## [PROBLEM DETAILS]
Restate word for word every line from the top of the data below down through the line that holds "positive clicks: (182, 183) (178, 179)".

Dataset records:
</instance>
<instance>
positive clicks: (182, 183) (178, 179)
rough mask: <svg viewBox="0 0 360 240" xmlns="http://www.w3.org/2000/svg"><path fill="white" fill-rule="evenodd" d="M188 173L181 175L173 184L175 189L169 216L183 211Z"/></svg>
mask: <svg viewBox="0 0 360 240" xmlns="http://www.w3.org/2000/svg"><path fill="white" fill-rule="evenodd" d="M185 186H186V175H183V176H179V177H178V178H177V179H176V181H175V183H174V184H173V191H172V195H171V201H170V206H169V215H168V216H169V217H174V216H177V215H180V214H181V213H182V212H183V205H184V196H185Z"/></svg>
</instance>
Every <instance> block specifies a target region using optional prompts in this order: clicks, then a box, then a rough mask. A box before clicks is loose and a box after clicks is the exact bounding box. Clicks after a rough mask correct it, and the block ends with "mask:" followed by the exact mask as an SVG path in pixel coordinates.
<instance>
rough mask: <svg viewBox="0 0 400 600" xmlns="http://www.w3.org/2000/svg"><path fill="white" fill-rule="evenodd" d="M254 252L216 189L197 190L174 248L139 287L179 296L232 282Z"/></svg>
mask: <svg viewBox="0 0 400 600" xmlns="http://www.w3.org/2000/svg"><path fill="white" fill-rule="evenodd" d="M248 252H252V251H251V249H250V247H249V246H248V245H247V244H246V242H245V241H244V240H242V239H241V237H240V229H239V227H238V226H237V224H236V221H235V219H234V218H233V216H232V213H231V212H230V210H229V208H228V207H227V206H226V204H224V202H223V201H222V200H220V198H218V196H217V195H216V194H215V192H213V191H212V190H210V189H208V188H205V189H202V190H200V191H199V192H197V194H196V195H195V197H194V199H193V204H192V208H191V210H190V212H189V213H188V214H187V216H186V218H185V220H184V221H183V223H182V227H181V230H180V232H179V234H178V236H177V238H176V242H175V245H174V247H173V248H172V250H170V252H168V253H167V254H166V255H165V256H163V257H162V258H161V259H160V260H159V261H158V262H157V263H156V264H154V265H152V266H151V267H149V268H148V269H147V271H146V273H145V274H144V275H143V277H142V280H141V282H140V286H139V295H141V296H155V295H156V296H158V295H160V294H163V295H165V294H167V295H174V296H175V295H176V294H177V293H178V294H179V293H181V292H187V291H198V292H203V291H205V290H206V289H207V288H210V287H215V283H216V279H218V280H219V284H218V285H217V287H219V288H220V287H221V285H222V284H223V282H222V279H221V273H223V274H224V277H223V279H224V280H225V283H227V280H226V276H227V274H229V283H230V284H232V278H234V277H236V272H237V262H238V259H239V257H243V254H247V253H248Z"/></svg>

## [FINISHED TASK]
</instance>
<instance>
positive clicks: (182, 183) (178, 179)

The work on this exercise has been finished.